Task directions: Transcribe the data below in full, exactly.

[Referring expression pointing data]
=== Section Start ===
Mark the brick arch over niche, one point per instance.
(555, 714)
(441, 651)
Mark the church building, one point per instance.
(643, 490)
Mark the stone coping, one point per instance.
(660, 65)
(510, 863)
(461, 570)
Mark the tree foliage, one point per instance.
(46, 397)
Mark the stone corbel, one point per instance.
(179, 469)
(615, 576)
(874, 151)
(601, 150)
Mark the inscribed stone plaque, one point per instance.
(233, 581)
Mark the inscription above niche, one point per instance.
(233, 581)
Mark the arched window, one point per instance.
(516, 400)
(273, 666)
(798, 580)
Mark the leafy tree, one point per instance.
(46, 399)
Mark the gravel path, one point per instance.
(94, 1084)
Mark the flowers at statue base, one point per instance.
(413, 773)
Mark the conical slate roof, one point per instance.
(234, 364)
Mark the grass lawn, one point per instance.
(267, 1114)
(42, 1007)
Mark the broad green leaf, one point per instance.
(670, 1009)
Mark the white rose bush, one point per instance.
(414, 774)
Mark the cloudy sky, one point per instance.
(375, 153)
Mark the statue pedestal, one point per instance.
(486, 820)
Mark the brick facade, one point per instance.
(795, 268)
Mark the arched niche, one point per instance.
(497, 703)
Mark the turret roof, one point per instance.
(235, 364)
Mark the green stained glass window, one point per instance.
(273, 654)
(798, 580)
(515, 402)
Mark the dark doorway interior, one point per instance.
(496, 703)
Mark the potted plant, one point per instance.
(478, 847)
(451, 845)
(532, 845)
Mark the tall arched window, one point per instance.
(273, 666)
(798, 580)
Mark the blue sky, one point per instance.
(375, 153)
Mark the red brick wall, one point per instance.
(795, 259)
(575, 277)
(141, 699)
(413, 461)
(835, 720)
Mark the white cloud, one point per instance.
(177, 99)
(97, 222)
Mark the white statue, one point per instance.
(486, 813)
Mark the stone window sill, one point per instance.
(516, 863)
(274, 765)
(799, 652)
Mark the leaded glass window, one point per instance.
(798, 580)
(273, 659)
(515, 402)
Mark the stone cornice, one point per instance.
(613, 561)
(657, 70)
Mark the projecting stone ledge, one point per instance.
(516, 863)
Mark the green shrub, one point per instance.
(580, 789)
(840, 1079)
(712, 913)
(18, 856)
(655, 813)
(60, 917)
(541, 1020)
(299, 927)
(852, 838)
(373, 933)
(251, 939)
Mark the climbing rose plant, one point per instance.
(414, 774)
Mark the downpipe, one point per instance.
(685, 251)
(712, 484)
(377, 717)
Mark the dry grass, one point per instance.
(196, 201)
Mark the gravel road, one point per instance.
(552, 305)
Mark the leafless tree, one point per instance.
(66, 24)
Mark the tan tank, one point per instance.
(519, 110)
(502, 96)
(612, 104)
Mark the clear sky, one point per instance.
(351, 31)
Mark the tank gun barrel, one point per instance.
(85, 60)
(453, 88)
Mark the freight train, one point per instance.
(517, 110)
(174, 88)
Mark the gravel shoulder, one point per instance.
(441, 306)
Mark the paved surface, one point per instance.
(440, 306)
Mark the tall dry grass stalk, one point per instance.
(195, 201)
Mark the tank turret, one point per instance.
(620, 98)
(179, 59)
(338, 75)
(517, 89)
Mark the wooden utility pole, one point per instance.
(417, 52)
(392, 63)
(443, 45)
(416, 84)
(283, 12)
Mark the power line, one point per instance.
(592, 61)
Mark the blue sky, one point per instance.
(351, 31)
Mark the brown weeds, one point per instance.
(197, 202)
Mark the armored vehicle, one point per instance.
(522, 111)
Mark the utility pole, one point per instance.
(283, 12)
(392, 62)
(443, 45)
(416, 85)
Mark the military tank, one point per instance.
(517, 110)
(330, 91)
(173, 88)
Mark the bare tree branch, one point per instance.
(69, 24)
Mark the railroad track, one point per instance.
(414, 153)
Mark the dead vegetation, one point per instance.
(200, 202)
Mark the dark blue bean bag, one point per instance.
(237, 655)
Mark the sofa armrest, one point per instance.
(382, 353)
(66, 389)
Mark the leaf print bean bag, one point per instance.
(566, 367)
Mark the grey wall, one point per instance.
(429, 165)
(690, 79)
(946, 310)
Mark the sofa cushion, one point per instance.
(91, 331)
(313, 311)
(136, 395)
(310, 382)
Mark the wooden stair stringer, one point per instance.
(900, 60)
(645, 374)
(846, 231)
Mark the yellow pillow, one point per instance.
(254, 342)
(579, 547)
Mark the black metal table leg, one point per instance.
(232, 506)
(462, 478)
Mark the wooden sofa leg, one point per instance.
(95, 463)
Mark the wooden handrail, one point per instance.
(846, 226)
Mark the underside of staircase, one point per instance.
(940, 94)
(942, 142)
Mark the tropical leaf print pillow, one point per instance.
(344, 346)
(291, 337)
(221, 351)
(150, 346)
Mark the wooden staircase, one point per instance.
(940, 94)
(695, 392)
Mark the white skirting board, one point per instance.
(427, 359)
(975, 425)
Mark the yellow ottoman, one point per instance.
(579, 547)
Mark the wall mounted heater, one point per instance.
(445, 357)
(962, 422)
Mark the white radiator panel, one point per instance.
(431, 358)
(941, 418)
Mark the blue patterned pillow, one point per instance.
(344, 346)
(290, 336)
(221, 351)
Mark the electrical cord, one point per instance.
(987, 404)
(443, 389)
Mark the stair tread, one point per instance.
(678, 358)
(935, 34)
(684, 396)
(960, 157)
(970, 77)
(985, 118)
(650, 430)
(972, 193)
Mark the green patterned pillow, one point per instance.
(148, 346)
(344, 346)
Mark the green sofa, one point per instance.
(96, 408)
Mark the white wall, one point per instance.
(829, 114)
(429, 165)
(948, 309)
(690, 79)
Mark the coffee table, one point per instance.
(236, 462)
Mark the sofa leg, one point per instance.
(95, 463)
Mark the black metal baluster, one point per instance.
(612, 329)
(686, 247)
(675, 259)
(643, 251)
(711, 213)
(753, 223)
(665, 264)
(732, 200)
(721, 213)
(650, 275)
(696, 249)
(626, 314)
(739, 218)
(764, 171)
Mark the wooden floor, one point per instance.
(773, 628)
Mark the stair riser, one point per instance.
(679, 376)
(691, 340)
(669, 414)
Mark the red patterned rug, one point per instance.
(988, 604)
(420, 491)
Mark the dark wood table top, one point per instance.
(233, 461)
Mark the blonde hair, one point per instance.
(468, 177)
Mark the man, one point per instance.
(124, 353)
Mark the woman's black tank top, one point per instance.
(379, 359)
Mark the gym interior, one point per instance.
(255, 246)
=== Section End ===
Answer section:
Mark the brick arch over niche, one point per instance.
(555, 714)
(441, 651)
Mark the church building, one point per instance.
(643, 490)
Mark the stone coping, one point per instance.
(660, 65)
(510, 863)
(461, 570)
Mark the tree foliage, one point per instance.
(46, 397)
Mark the stone corbel, one point per instance.
(179, 469)
(615, 576)
(874, 151)
(601, 150)
Mark the inscribed stone plaque, one point per instance.
(233, 581)
Mark the inscription above niche, one point per instance.
(233, 581)
Mark the arched window, one point per instance.
(516, 400)
(273, 666)
(798, 580)
Mark the leafy tree, one point per instance.
(46, 399)
Mark the gravel path, one point per instance.
(94, 1084)
Mark the flowers at statue base, one point per instance.
(413, 773)
Mark the conical slate roof, one point per instance.
(234, 364)
Mark the grass lawn, one point per instance.
(267, 1114)
(42, 1007)
Mark the broad green leaf, one point per instance.
(670, 1009)
Mark the white rose bush, one point per instance.
(414, 774)
Mark the cloudy sky, one point per instance.
(375, 153)
Mark the statue pedestal, one point per instance.
(486, 820)
Mark the brick facade, one point per instance.
(795, 268)
Mark the arched niche, one point per instance.
(497, 703)
Mark the turret roof, one point per instance.
(235, 364)
Mark the green stained glass window, one point per instance.
(273, 654)
(798, 580)
(515, 402)
Mark the dark doorway interior, one point per instance.
(496, 703)
Mark the potted plant, one point per instance.
(478, 847)
(451, 845)
(532, 845)
Mark the tall arched window, one point per instance.
(273, 666)
(798, 580)
Mark the blue sky, one point per instance.
(375, 153)
Mark the red brick wall, one point per instance.
(795, 259)
(575, 277)
(141, 699)
(413, 461)
(835, 720)
Mark the white cloud, one point per instance.
(177, 99)
(97, 222)
Mark the white statue, one point per instance.
(486, 813)
Mark the stone window sill, one point per instance.
(516, 863)
(274, 765)
(799, 652)
Mark the leaded glass window, one point per instance.
(798, 580)
(273, 659)
(515, 402)
Mark the stone cornice, one point per instance.
(613, 561)
(657, 70)
Mark the projecting stone ledge, one point per instance.
(516, 863)
Mark the green shrub, one point per instance.
(580, 789)
(840, 1079)
(712, 913)
(18, 856)
(655, 813)
(60, 917)
(541, 1020)
(299, 927)
(852, 838)
(373, 933)
(251, 939)
Mark the climbing rose plant, one point per instance.
(414, 774)
Mark the downpipe, one point per instance.
(685, 251)
(712, 484)
(377, 717)
Mark the dry grass, one point per instance.
(196, 201)
Mark the gravel road, one point per instance.
(552, 305)
Mark the leafless tree, one point per instance.
(66, 24)
Mark the tan tank, one point per instance.
(519, 110)
(502, 96)
(612, 104)
Mark the clear sky, one point per instance.
(351, 31)
Mark the tank gun barrel, one point per instance.
(85, 60)
(453, 88)
Mark the freight train, one point per instance.
(517, 110)
(174, 88)
Mark the gravel shoulder, one point per instance.
(441, 306)
Mark the paved surface, one point per instance.
(440, 306)
Mark the tall dry grass stalk, one point per instance.
(195, 201)
Mark the tank turret, one point per instance.
(620, 98)
(179, 59)
(338, 75)
(517, 89)
Mark the wooden utility pole, one point per instance.
(417, 52)
(392, 63)
(443, 45)
(416, 84)
(283, 12)
Mark the power line, one point per instance.
(592, 61)
Mark the blue sky, one point per instance.
(351, 31)
Mark the brown weeds, one point per instance.
(197, 202)
Mark the armored vehicle, one point per instance.
(522, 111)
Mark the utility pole, one point per instance.
(283, 12)
(392, 62)
(443, 45)
(416, 85)
Mark the military tank, one point per instance.
(517, 110)
(330, 91)
(173, 88)
Mark the bare tree branch, one point per instance.
(69, 24)
Mark the railroad track, one point per instance.
(414, 153)
Mark the dead vegetation, one point per instance.
(200, 202)
Mark the dark blue bean bag, one point per instance.
(237, 655)
Mark the sofa armrest, one point per instance.
(382, 353)
(66, 389)
Mark the leaf print bean bag, one point per instance.
(566, 367)
Mark the grey wall, one point per instance.
(429, 165)
(690, 79)
(946, 310)
Mark the sofa cushion, one point per instance.
(91, 331)
(313, 311)
(136, 395)
(310, 382)
Mark the wooden stair stringer, one point per instance.
(900, 60)
(645, 374)
(846, 231)
Mark the yellow pillow, one point per instance.
(254, 342)
(579, 547)
Mark the black metal table leg, one point per instance.
(232, 506)
(462, 478)
Mark the wooden sofa leg, one point per instance.
(95, 463)
Mark the wooden handrail, one point per instance.
(846, 226)
Mark the underside of staircase, one point per instance.
(940, 94)
(942, 142)
Mark the tropical leaf print pillow, one point per instance.
(344, 346)
(291, 337)
(221, 351)
(150, 346)
Mark the wooden staircase, one point per instance.
(940, 94)
(695, 392)
Mark the white skirting board, one point per instance.
(427, 359)
(975, 425)
Mark the yellow ottoman, one point per instance.
(579, 547)
Mark the wall mounted heater, one point per instance.
(445, 357)
(962, 422)
Mark the white radiator panel, one point per instance.
(431, 358)
(941, 418)
Mark the blue patterned pillow, one point per instance.
(344, 346)
(290, 336)
(221, 351)
Mark the electrical cord, one point per instance.
(987, 404)
(443, 389)
Mark the stair tread, one point per instance.
(678, 358)
(935, 34)
(684, 396)
(960, 157)
(970, 77)
(985, 118)
(650, 430)
(972, 193)
Mark the green patterned pillow, one point per instance.
(148, 346)
(344, 346)
Mark the green sofa, one point per instance.
(96, 408)
Mark the white wall, one point per instance.
(829, 114)
(429, 165)
(948, 309)
(690, 79)
Mark the coffee table, one point per instance.
(236, 462)
Mark the sofa leg, one point per instance.
(95, 463)
Mark the black metal baluster, one point per instance.
(612, 329)
(686, 247)
(675, 259)
(643, 251)
(711, 213)
(753, 223)
(665, 264)
(732, 200)
(721, 213)
(650, 275)
(696, 249)
(626, 314)
(739, 218)
(764, 171)
Mark the wooden floor, one point per instance.
(773, 628)
Mark the stair riser, one point per instance.
(679, 376)
(691, 340)
(669, 414)
Mark the red patterned rug, one point per instance.
(988, 604)
(420, 491)
Mark the dark wood table top, one point per instance.
(233, 461)
Mark the blonde hair, one point per instance.
(468, 177)
Mark the man, one point per instance.
(124, 353)
Mark the woman's black tank top, one point per instance.
(379, 359)
Mark the gym interior, one point per instance.
(255, 246)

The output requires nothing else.